DIRECTIONS:
Make an exact copy of the records below, leaving every image out.

BEGIN GIVEN DATA

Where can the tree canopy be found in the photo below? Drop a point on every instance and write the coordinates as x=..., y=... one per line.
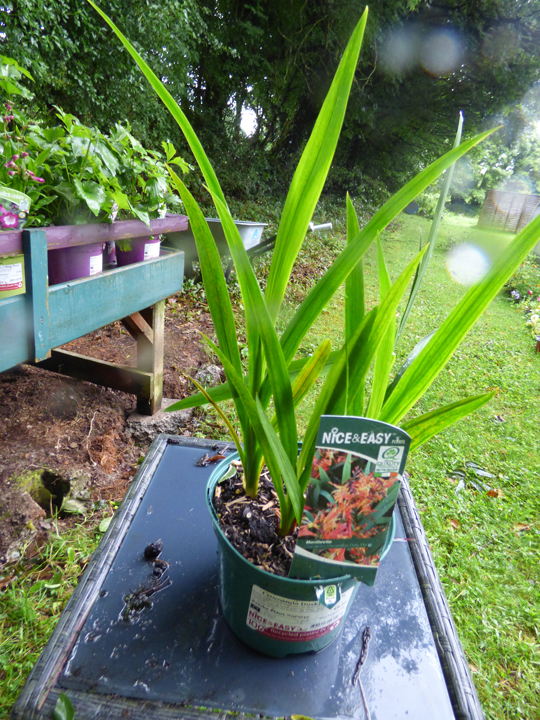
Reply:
x=422, y=63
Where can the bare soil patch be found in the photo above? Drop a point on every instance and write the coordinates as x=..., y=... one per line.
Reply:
x=78, y=431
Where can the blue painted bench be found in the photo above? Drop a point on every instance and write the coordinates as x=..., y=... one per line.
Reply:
x=33, y=325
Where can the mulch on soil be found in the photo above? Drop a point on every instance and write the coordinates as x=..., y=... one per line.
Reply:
x=251, y=525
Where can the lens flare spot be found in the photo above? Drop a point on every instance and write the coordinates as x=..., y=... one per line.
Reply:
x=442, y=53
x=467, y=263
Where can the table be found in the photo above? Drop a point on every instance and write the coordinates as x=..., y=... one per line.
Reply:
x=180, y=660
x=44, y=318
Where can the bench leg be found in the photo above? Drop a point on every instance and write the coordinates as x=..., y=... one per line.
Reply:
x=147, y=328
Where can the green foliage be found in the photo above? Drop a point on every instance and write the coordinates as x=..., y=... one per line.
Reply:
x=76, y=174
x=33, y=594
x=526, y=280
x=221, y=57
x=371, y=340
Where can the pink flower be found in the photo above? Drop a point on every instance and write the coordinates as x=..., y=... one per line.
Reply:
x=9, y=220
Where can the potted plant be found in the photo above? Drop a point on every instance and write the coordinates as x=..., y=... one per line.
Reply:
x=275, y=378
x=75, y=174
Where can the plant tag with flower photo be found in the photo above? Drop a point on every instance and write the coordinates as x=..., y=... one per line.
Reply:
x=350, y=499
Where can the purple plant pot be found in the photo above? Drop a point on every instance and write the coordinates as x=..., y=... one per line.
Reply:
x=109, y=253
x=141, y=249
x=75, y=262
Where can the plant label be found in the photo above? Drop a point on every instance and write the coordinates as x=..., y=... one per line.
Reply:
x=350, y=499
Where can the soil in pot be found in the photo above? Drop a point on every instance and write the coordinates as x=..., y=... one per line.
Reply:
x=251, y=525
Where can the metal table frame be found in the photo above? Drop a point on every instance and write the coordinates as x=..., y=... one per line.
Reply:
x=41, y=690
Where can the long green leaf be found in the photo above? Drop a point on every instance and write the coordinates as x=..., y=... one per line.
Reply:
x=215, y=285
x=354, y=307
x=217, y=408
x=222, y=392
x=172, y=106
x=310, y=175
x=311, y=371
x=336, y=275
x=258, y=317
x=385, y=354
x=323, y=402
x=423, y=427
x=431, y=238
x=364, y=345
x=294, y=495
x=251, y=409
x=430, y=361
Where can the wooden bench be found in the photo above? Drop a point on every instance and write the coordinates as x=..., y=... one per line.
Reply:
x=34, y=324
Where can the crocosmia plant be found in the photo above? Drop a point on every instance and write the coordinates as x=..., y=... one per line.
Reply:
x=273, y=377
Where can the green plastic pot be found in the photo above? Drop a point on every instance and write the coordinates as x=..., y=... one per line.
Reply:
x=278, y=616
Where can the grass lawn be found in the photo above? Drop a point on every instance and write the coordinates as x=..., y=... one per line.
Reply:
x=477, y=485
x=484, y=530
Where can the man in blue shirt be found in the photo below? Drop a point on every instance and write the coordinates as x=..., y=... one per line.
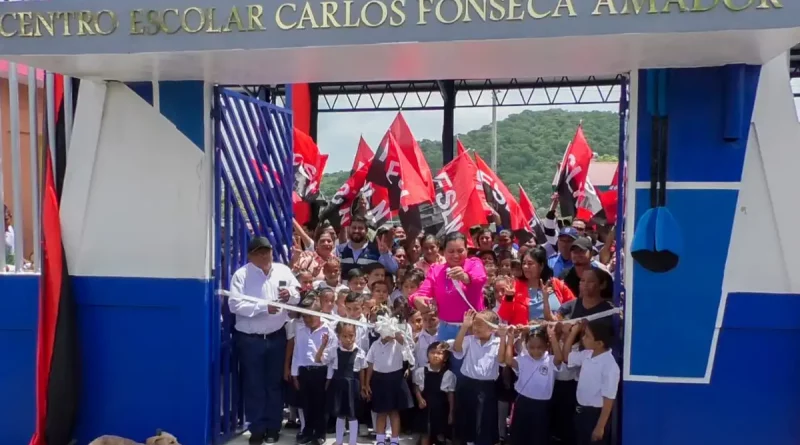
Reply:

END GIVEN DATA

EXPECTED ANSWER:
Where can the tree canopy be found in the photo below? Drop a point on every instance and write the coordinates as x=..., y=... one per line.
Reply:
x=422, y=63
Where can the bare soil patch be found in the photo above? Drop a point on every instance and write the coordinates as x=..., y=... one per line.
Reply:
x=78, y=431
Where can the blue painted bench be found in the photo above? Drop a point on every instance and write the coordinates as x=..., y=... one per line.
Reply:
x=33, y=325
Where can the mulch on soil be found in the photo above? Drop a point on every instance and write the coordinates as x=..., y=... one per line.
Reply:
x=251, y=525
Where can the lens flare spot be found in the photo above? Drop a point on every instance and write the coordinates as x=..., y=... one per line.
Reply:
x=442, y=53
x=467, y=263
Where can the table be found in the photo above? Drop a point on every instance and write the coordinates as x=..., y=... one per line.
Reply:
x=180, y=660
x=44, y=318
Where can the bench leg be found in the photo above? Drop a point on every instance and write the coordinates as x=..., y=... one per line.
Reply:
x=147, y=328
Where can the green foliage be found in the photo above? Drop a point on every instance and write the coordinates as x=..., y=... one per line.
Reply:
x=76, y=174
x=33, y=594
x=526, y=280
x=221, y=57
x=371, y=340
Where can the pink flower be found in the photo above? Drop a point on every instance and write the coordinates as x=..., y=... one per line.
Reply:
x=9, y=220
Where can the potted plant be found in the photo above? Drop a point on every instance and write the coordinates as x=..., y=... one per line.
Reply:
x=275, y=378
x=75, y=174
Where can the plant tag with flower photo be found in the photo above? Drop a point on every instance and write the coordinates as x=..., y=... one per line.
Reply:
x=350, y=499
Where can the purple plant pot be found in the photo above? Drop a point on every instance and write the coordinates as x=..., y=... one per line.
Reply:
x=109, y=253
x=141, y=249
x=75, y=262
Where can the plant label be found in the photo above? Drop a point on every instance and write the coordinates as x=..., y=... one per line.
Reply:
x=350, y=499
Where can the soil in pot be found in the photo above? Drop a point on every instance and write the coordinates as x=..., y=... one per line.
Reply:
x=251, y=525
Where can the metal table frame be found in the photo above? Drop a point on every instance and write the coordinates as x=..., y=... one per line.
Reply:
x=41, y=690
Where can the long green leaf be found in the photo above? Drop a point on every instance and write the coordinates as x=..., y=... one per line.
Reply:
x=215, y=285
x=354, y=307
x=217, y=408
x=222, y=392
x=172, y=106
x=310, y=175
x=311, y=371
x=336, y=275
x=258, y=317
x=385, y=354
x=323, y=402
x=423, y=427
x=431, y=238
x=364, y=345
x=294, y=495
x=251, y=409
x=430, y=361
Where can the wooden bench be found in the photo above? Drop a point on every instance and write the coordinates as x=..., y=... one per line.
Reply:
x=34, y=324
Where can the crocosmia plant be found in the photo above? Drop a point on every instance and write the coordinates as x=..., y=... one per line.
Reply:
x=273, y=377
Where can the green plastic pot be found in the photo above? Drop a point on every instance and write the coordinates as x=..., y=... one per line.
Reply:
x=278, y=616
Where can the grass lawn be found in the photo above? Drop a point on every instance and write the coordinates as x=..., y=... one per line.
Reply:
x=477, y=485
x=484, y=530
Where can the man in blue shirt be found in the photo below? Drop a point on every instance and write the coordinates as x=..., y=... one per line.
Reply:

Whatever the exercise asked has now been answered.